>> BEGIN Dataset records

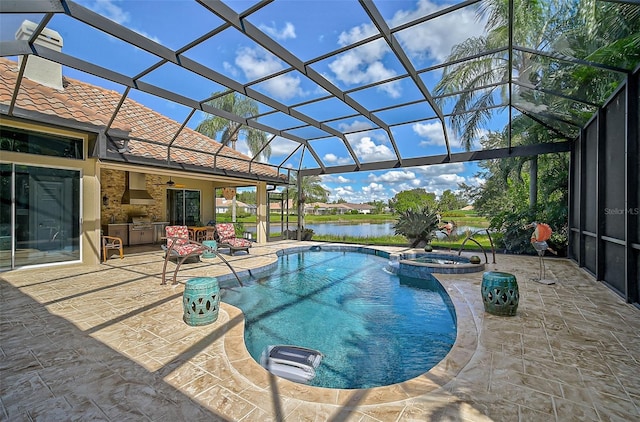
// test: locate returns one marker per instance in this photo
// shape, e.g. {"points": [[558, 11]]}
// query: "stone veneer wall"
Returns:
{"points": [[113, 185]]}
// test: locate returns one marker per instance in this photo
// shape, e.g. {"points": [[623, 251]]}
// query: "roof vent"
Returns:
{"points": [[41, 70]]}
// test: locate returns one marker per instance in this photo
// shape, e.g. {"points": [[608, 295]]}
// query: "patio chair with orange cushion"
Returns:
{"points": [[179, 246], [226, 234]]}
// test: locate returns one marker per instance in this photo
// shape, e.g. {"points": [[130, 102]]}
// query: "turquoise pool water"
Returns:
{"points": [[373, 327]]}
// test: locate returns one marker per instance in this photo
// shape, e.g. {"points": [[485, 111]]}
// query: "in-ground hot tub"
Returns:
{"points": [[421, 265]]}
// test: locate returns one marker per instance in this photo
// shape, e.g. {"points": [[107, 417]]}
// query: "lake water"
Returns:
{"points": [[368, 229], [354, 230]]}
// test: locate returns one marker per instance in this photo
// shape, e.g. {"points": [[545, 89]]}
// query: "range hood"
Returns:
{"points": [[136, 190]]}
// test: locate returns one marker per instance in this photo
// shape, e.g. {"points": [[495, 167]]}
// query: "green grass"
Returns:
{"points": [[461, 218], [453, 244]]}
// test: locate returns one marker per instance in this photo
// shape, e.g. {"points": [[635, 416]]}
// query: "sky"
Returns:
{"points": [[174, 23]]}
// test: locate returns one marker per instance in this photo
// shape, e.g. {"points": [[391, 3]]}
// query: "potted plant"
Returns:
{"points": [[419, 227]]}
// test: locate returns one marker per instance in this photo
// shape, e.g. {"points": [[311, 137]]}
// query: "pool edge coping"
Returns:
{"points": [[442, 373]]}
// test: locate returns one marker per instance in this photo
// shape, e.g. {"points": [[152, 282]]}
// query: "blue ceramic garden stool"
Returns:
{"points": [[201, 301], [500, 293], [213, 245]]}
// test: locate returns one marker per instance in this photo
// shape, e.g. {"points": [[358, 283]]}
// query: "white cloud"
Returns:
{"points": [[330, 158], [394, 176], [110, 10], [282, 147], [257, 63], [289, 31], [367, 150], [431, 132], [355, 126], [230, 69], [374, 188], [435, 38], [364, 64], [334, 179]]}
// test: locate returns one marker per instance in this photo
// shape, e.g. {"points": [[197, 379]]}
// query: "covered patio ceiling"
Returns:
{"points": [[372, 101]]}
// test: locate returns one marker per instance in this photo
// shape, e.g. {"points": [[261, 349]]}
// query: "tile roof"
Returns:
{"points": [[86, 103]]}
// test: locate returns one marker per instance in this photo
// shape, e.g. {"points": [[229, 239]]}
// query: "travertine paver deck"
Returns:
{"points": [[108, 343]]}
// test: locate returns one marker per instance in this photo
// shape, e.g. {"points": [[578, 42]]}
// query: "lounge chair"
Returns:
{"points": [[179, 246], [226, 238]]}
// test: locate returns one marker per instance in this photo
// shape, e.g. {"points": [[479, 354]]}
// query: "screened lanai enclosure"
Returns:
{"points": [[338, 87]]}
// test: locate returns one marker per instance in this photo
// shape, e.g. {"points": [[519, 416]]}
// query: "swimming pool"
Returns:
{"points": [[373, 327]]}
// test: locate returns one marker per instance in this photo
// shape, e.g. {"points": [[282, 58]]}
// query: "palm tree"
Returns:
{"points": [[244, 107], [310, 188], [534, 26]]}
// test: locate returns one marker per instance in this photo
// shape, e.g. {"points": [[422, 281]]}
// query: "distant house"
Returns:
{"points": [[320, 208], [225, 205], [362, 208], [289, 207]]}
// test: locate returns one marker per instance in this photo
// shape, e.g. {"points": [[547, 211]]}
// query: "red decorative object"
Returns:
{"points": [[228, 193]]}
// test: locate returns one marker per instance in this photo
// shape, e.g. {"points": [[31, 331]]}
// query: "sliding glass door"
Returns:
{"points": [[39, 215]]}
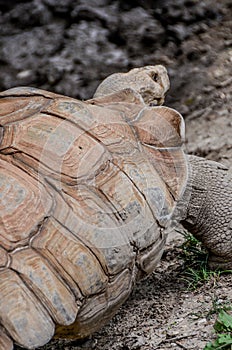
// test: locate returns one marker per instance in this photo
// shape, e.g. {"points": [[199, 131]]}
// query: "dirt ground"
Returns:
{"points": [[68, 47]]}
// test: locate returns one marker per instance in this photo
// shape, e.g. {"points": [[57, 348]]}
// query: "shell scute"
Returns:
{"points": [[25, 200]]}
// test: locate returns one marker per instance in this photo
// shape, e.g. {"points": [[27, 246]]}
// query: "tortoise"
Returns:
{"points": [[88, 189]]}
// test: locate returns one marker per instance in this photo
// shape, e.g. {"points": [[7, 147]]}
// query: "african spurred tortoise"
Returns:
{"points": [[87, 190]]}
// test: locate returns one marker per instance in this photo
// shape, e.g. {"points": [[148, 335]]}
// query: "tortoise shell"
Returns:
{"points": [[86, 191]]}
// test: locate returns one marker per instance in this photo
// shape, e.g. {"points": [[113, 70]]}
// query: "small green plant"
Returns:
{"points": [[223, 329], [195, 258]]}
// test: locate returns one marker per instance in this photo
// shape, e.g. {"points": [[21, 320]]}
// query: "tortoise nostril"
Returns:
{"points": [[155, 77]]}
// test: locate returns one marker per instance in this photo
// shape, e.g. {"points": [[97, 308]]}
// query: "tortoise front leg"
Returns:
{"points": [[207, 209]]}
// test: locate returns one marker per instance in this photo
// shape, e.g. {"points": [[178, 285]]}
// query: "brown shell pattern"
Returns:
{"points": [[86, 190]]}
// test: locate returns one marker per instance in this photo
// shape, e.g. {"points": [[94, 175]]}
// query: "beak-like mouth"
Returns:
{"points": [[156, 102]]}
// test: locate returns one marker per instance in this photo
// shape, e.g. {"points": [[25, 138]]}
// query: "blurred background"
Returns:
{"points": [[70, 46]]}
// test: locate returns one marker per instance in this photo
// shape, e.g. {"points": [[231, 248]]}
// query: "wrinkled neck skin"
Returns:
{"points": [[205, 209]]}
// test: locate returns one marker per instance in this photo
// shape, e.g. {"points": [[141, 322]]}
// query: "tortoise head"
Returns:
{"points": [[151, 82]]}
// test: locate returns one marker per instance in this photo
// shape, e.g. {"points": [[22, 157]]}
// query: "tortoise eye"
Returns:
{"points": [[155, 76]]}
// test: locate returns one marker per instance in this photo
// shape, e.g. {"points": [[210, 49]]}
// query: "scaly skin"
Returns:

>> END Dataset records

Your instructions: Nothing but the pictures may be dropped; output the records above exactly.

Solution:
// test: locate returns one marker per instance in this photo
// shape, e.g. {"points": [[558, 11]]}
// query: "stone veneer wall"
Returns:
{"points": [[113, 185]]}
// test: locate returns one marker per instance in this photo
// shape, e.g. {"points": [[623, 251]]}
// query: "roof vent"
Returns:
{"points": [[41, 70]]}
// test: locate returns one marker per instance in this photo
// shape, e.g. {"points": [[608, 295]]}
// query: "patio chair with orange cushion"
Returns:
{"points": [[179, 246], [226, 234]]}
// test: locate returns one marker per instance in this photo
// shape, e.g. {"points": [[130, 102]]}
// query: "turquoise pool water"
Returns:
{"points": [[373, 327]]}
// test: locate returns one marker per instance in this photo
// shape, e.g. {"points": [[485, 111]]}
// query: "in-ground hot tub"
Returns:
{"points": [[421, 265]]}
// test: locate returns one marker per instance in this photo
// shape, e.g. {"points": [[107, 417]]}
// query: "lake water"
Returns:
{"points": [[368, 229], [354, 230]]}
// test: locate returns one marker per instance in this photo
// shape, e.g. {"points": [[545, 89]]}
// query: "range hood"
Returns:
{"points": [[136, 190]]}
// test: locate returns one marker per instance in this photo
// shape, e.g. {"points": [[495, 167]]}
// query: "green grass"
Returns:
{"points": [[461, 218], [453, 244]]}
// test: locate returns one marker per instance in this photo
// shape, e.g. {"points": [[635, 416]]}
// query: "sky"
Returns:
{"points": [[174, 23]]}
// test: locate returns one marker per instance in this photo
// shape, e.g. {"points": [[391, 3]]}
// query: "potted plant"
Returns:
{"points": [[419, 227]]}
// test: locate returns one marker per instance in this photo
// shape, e.g. {"points": [[311, 137]]}
// query: "pool edge coping"
Returns:
{"points": [[442, 373]]}
// test: locate returns one marker per instance in this photo
// shape, e.g. {"points": [[152, 282]]}
// query: "blue ceramic garden stool"
Returns:
{"points": [[201, 301], [500, 293], [213, 245]]}
// test: locate returns one marker per instance in this photo
// shape, e.g. {"points": [[358, 283]]}
// query: "white cloud"
Returns:
{"points": [[330, 158], [394, 176], [110, 10], [282, 147], [257, 63], [289, 31], [367, 150], [431, 132], [355, 126], [230, 69], [374, 188], [435, 38], [364, 64], [334, 179]]}
// test: locate returns one marker per instance in this photo
// shape, e.g. {"points": [[197, 379]]}
// query: "covered patio ceiling"
Returns:
{"points": [[372, 101]]}
// test: locate returns one marker per instance in this photo
// shape, e.g. {"points": [[261, 349]]}
// query: "tile roof"
Returns:
{"points": [[86, 103]]}
// test: locate returns one marker per instance in this photo
// shape, e.g. {"points": [[229, 239]]}
// query: "travertine paver deck"
Returns:
{"points": [[108, 343]]}
// test: locate returns one marker per instance in this photo
// shape, e.g. {"points": [[578, 42]]}
// query: "lounge chair"
Returns:
{"points": [[179, 246], [226, 238]]}
// test: locate returns one marker per instance in this photo
// shape, e.g. {"points": [[479, 354]]}
// query: "screened lanai enclosure"
Returns:
{"points": [[338, 87]]}
// test: locate returns one marker per instance in this photo
// shape, e.g. {"points": [[519, 416]]}
// query: "swimming pool"
Returns:
{"points": [[373, 327]]}
// test: locate returns one marker per instance in this photo
// shape, e.g. {"points": [[282, 58]]}
// query: "palm tree"
Returns:
{"points": [[244, 107], [310, 188], [534, 26]]}
// test: locate returns one marker per instance in this photo
// shape, e.g. {"points": [[422, 281]]}
// query: "distant house"
Returns:
{"points": [[320, 208], [225, 205], [362, 208], [289, 207]]}
// test: locate returns one marker per instance in this photo
// shape, e.g. {"points": [[547, 211]]}
// query: "red decorative object"
Returns:
{"points": [[228, 193]]}
// test: locate returns one marker per instance in this photo
// shape, e.g. {"points": [[31, 331]]}
// query: "sliding glass door"
Returns:
{"points": [[39, 215]]}
// test: locate returns one marker per instance in this photo
// shape, e.g. {"points": [[199, 131]]}
// query: "dirt ground"
Returns:
{"points": [[68, 47]]}
// test: locate returns one marker per instance in this photo
// shape, e.g. {"points": [[57, 348]]}
// query: "shell scute"
Returns:
{"points": [[25, 200]]}
// test: locate returns one marker per instance in this photo
// shape, e.g. {"points": [[27, 246]]}
// query: "tortoise"
Returns:
{"points": [[88, 189]]}
// test: locate returns one marker per instance in this photo
// shape, e.g. {"points": [[7, 147]]}
// query: "african spurred tortoise"
Returns:
{"points": [[87, 190]]}
// test: locate returns one marker per instance in this photo
// shape, e.g. {"points": [[148, 335]]}
// query: "tortoise shell"
Returns:
{"points": [[86, 191]]}
// test: locate returns one marker per instance in this photo
// shape, e.g. {"points": [[113, 70]]}
// query: "small green plant"
Returns:
{"points": [[223, 329], [195, 258]]}
// test: locate returns one marker per instance in this photo
// shape, e.g. {"points": [[21, 320]]}
// query: "tortoise nostril"
Returns:
{"points": [[155, 77]]}
// test: locate returns one marker per instance in this photo
// shape, e.g. {"points": [[97, 308]]}
// query: "tortoise front leg"
Returns:
{"points": [[207, 209]]}
// test: locate returns one marker per instance in this photo
// shape, e.g. {"points": [[178, 285]]}
// query: "brown shell pattern"
Returns:
{"points": [[86, 190]]}
// test: locate returns one marker per instance in this photo
// shape, e.g. {"points": [[94, 175]]}
// query: "beak-like mouth"
Returns:
{"points": [[156, 102]]}
// test: locate returns one marker per instance in this photo
// shape, e.g. {"points": [[25, 138]]}
// query: "blurred background"
Returns:
{"points": [[70, 46]]}
// test: locate returns one marker per instance in this photo
// shape, e.g. {"points": [[231, 248]]}
// query: "wrinkled neck skin"
Returns:
{"points": [[205, 209]]}
// test: locate returns one marker per instance in this photo
// shape, e.g. {"points": [[141, 322]]}
// query: "tortoise head"
Returns:
{"points": [[151, 82]]}
// test: locate returns one marker per instance in this photo
// shape, e.g. {"points": [[22, 157]]}
// query: "tortoise eye"
Returns:
{"points": [[155, 76]]}
// test: locate returns one marker per instance in this photo
// shape, e.g. {"points": [[210, 49]]}
// query: "scaly skin"
Returns:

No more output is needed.